Berlin, 14. Dez – Lithium, Magnesium, Kobalt: Deutschland ist einer Studie zufolge bei vielen für die Energie- und Verkehrswende unverzichtbaren Rohstoffen in hohem Maße von Importen abhängig – noch dazu häufig aus wenig demokratischen Ländern wie China oder Kongo. Bei 14 der als besonders kritisch eingestuften 30 Rohstoffe liege die Abhängigkeit von Einfuhren bei 100 Prozent, geht aus der Untersuchung des Deutschen Instituts für Wirtschaftsforschung (DIW) hervor, die der Nachrichtenagentur Reuters am Mittwoch vorlag. Bei weiteren drei Rohstoffen liegt der Anteil bei mehr als 95 Prozent. Als kritisch gelten Rohstoffe, die unerlässlich sind und zugleich einem erhöhten Lieferrisiko unterliegen.

Gesammelte Daten:

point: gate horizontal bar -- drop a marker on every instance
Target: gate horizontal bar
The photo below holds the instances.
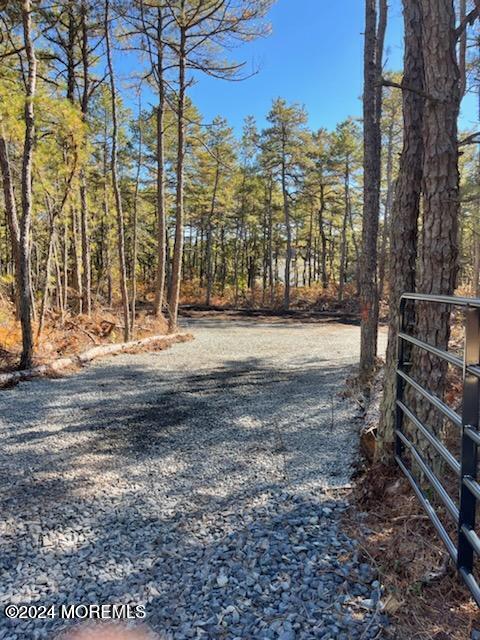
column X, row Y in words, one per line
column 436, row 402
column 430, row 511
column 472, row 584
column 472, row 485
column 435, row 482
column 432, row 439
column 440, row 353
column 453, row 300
--
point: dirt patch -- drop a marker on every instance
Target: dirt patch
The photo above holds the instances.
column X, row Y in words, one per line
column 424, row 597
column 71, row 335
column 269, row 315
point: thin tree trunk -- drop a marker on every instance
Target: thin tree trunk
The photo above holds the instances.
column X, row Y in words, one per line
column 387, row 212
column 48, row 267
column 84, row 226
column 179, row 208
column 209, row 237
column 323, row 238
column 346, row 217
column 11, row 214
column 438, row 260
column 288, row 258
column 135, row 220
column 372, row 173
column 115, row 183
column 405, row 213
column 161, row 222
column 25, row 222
...
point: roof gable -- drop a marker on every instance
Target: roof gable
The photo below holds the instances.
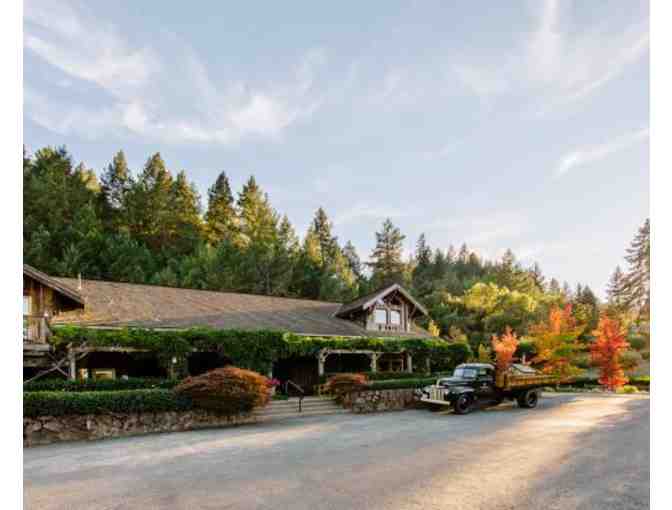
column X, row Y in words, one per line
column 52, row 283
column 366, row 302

AUFGABEN:
a - Schreiben Sie aus dem Text über Deutschlands Abhängigkeit von Rohstoffimporten den Teil von "Berlin, 14. Dez" bis einschließlich "erhöhten Lieferrisiko unterliegen." ab.
b - Geben Sie aus den gesammelten Daten die Zeilen von der Zeile mit "point: dirt patch" bis einschließlich der Zeile mit "column 269, row 315" wortgetreu wieder.

LÖSUNGEN:
a -
Berlin, 14. Dez – Lithium, Magnesium, Kobalt: Deutschland ist einer Studie zufolge bei vielen für die Energie- und Verkehrswende unverzichtbaren Rohstoffen in hohem Maße von Importen abhängig – noch dazu häufig aus wenig demokratischen Ländern wie China oder Kongo. Bei 14 der als besonders kritisch eingestuften 30 Rohstoffe liege die Abhängigkeit von Einfuhren bei 100 Prozent, geht aus der Untersuchung des Deutschen Instituts für Wirtschaftsforschung (DIW) hervor, die der Nachrichtenagentur Reuters am Mittwoch vorlag. Bei weiteren drei Rohstoffen liegt der Anteil bei mehr als 95 Prozent. Als kritisch gelten Rohstoffe, die unerlässlich sind und zugleich einem erhöhten Lieferrisiko unterliegen.

b -
point: dirt patch -- drop a marker on every instance
Target: dirt patch
The photo above holds the instances.
column X, row Y in words, one per line
column 424, row 597
column 71, row 335
column 269, row 315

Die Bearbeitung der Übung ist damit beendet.